Your task: Omit every picture while repeating the entries exactly.

^^^^^^^^

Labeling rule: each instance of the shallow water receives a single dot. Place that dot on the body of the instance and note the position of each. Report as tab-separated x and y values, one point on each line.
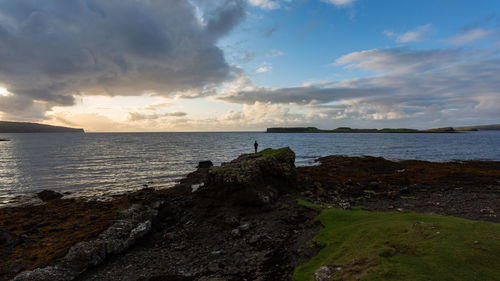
97	164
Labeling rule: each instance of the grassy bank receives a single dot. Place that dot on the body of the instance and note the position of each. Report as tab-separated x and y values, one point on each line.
362	245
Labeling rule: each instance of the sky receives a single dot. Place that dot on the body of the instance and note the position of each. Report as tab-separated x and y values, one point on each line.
245	65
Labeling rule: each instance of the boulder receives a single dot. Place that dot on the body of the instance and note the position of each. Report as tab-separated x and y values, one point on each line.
205	164
48	195
253	179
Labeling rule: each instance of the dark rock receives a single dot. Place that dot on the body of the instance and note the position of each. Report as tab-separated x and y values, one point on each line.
232	221
244	227
253	179
43	224
322	274
48	195
205	164
5	238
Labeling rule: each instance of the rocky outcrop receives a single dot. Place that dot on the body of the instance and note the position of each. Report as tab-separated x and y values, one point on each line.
252	179
130	226
48	195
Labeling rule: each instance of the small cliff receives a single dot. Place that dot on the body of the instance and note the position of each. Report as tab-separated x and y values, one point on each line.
252	179
25	127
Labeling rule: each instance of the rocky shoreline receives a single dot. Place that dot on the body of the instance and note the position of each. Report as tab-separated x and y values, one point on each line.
241	223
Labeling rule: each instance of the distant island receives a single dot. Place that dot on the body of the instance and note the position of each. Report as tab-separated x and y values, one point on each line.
385	130
26	127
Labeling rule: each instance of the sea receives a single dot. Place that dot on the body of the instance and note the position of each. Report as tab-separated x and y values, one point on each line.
101	165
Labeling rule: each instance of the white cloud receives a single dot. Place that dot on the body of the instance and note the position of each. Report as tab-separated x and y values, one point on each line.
429	88
469	36
274	53
265	4
263	69
416	35
340	3
137	116
398	60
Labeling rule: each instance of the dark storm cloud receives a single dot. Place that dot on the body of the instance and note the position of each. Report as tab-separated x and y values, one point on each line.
51	50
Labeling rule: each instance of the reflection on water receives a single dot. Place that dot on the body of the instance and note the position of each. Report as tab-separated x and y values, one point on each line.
105	164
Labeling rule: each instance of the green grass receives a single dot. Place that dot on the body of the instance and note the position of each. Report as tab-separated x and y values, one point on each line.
403	246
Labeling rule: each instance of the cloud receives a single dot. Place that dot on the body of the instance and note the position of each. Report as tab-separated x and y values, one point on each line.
416	35
399	60
340	3
446	87
269	32
157	106
265	4
274	53
247	57
137	116
469	36
263	69
53	50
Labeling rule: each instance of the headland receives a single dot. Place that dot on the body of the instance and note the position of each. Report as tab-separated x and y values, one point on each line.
385	130
25	127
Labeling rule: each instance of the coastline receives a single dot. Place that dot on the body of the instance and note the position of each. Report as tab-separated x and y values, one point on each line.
187	223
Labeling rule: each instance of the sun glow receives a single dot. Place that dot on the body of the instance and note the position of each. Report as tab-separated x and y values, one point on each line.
4	92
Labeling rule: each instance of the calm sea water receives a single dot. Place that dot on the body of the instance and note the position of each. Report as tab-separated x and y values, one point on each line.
99	164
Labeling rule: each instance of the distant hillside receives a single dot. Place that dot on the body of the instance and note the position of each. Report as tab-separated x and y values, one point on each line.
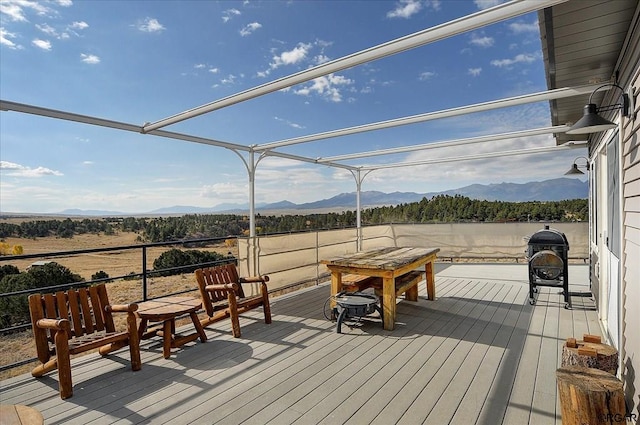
549	190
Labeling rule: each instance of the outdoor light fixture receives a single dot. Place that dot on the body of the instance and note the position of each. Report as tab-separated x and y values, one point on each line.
574	170
591	122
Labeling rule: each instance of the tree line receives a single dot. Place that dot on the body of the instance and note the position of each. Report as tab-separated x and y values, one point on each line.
439	209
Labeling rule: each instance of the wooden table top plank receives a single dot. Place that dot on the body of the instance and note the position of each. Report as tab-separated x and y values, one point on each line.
168	306
389	258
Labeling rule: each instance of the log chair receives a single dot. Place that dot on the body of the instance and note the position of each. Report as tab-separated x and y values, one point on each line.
76	321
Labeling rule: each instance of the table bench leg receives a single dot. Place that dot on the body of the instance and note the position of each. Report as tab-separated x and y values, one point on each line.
431	280
198	326
167	337
388	303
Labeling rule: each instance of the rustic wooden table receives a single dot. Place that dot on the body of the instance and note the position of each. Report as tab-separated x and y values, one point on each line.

^^^^^^^^

Answer below:
Labeling rule: each instance of the shallow water receives a single dot. Place that dot on the body of the instance and note the position of each. Report as tab-separated x and y values, one point on each line.
97	164
Labeling rule: each instance of the grassy bank receives a single dot. Place that dot on the body of the instance and note the position of each. Report as tab-separated x and y values, one point on each line.
362	245
Labeling rule: each instance of the sky receives a single dot. Place that dot on the body of the instance and note the position of each. Report as tab-separated x and y values, one point on each line.
245	65
Labeling rule: each instance of the boulder receives a single dot. Place that dot on the body of the instance and note the position of each. Report as tab-separated x and y values, one point on each line.
205	164
48	195
253	179
Labeling rule: each instance of the dark rock receives a single dot. Place that dot on the body of the instance and note the position of each. Report as tab-separated x and y values, one point on each line.
232	221
244	227
253	179
43	224
322	274
48	195
205	164
5	238
Labeling rule: each instance of the rocky outcrop receives a single dot. Place that dot on the body of the instance and note the position of each. Report as tab-separated x and y values, one point on each line.
252	179
130	226
48	195
Labeling rule: each instance of the small cliff receives a single dot. Place that dot on the body of the instance and note the position of each. Report as tab-separated x and y values, one point on each line.
252	179
25	127
Labeling rule: each instance of the rocky shoreline receives a single dot. Place that dot on the body of the instance and note the position of each. Report as tab-separated x and y values, one point on each line.
241	223
Labeling rule: each instance of the distant island receives a single dot. Place that dot on the body of the instance and note the position of each. Report as tab-separated x and y values, one point on each line.
385	130
26	127
Labeling rule: each instance of the sea receives a single dot. Place that dot on the body of the instance and note the position of each. Report as tab-separated x and y values, one point on each line.
101	165
Labeling rule: each instance of the white cloud receives a single dot. Place that dot on the body of the instance and note the position of each. Report as tab-separated x and y values, one point on each line.
429	88
469	36
274	53
265	4
263	69
416	35
340	3
137	116
398	60
Labeling rule: each instance of the dark storm cloud receives a single dot. Place that dot on the body of the instance and note the position of each. Report as tab-separated x and y values, one point on each line.
51	50
Labeling rule: each instance of the reflection on water receives a single dot. Place that dot on the body of the instance and note the position of each. Report as tab-separated x and y values, one point on each line.
105	164
Labeling rule: each instance of the green grass receives a single dot. Place that dot on the body of the instance and note the position of each. Report as tab-separated x and y values, one point on each line.
403	246
Labeling rule: each instance of the cloud receives a single dot. Place that dot on the body of the instance and note the position of each. Report as tab-separated x and y values, one point on each line.
416	35
399	60
340	3
446	87
269	32
157	106
265	4
274	53
247	57
137	116
469	36
263	69
53	50
Labeling rule: each instance of the headland receives a single dot. Place that dot on the body of the instance and note the position of each. Report as tab-separated x and y values, one point on each line.
385	130
25	127
Labeling rule: each instance of the coastline receives a single dot. Place that dot on the body of the instance and note the position of each. Report as tab-separated x and y values, one point on each line.
187	223
Labeling rule: each instance of the sun glow receives a single dot. Place that dot on the body of the instance and note the position of each. Report as tab-separated x and y values, one point on each line.
4	92
Labeling rule: each instance of the calm sea water receives a single dot. Place that dot on the body of the instance and note the position of each. Report as tab-separated x and y values, one point on each line.
99	164
Labeling rule: each instance of the distant hillside receives a single dot. Place that dot on the body of the instance and note the position of each. Report as tab-separated x and y values, one point on each line.
549	190
Labeling rule: each instance of the outdoor light fixture receives a single dot. Place that dot on the body of the instance and note the position of each. Report as tab-separated x and y values, one point on each line.
574	170
591	122
Labeling rule: each instance of the tree line receives a single dot. Place that dot on the body of the instance and note the position of each. Report as tab-separated x and y values, one point on each line.
439	209
Labeling rule: each instance of the wooden table top plank receives a single dot. Place that dot on the body of the instance and note the position of each. Report as tab-separated x and y values, one point on each line.
168	306
389	258
Labeling rule: each instance of the log chair receives a single dot. Place that dot on the body of the instance and note the position of each. Report as tab-separated x and y values, one point on each line.
76	321
Labeling rule: each instance of the table bench leg receives a single dot. Place that dot on the body of the instance and note the position of each. Report as tab-separated x and y values, one point on each line.
431	280
198	326
167	337
388	303
Labeling rule: each instance of the rustic wooden table receives a single dot. Place that dot on the body of the instance and note the position of each. Report as tab-separated x and y values, one point on each line.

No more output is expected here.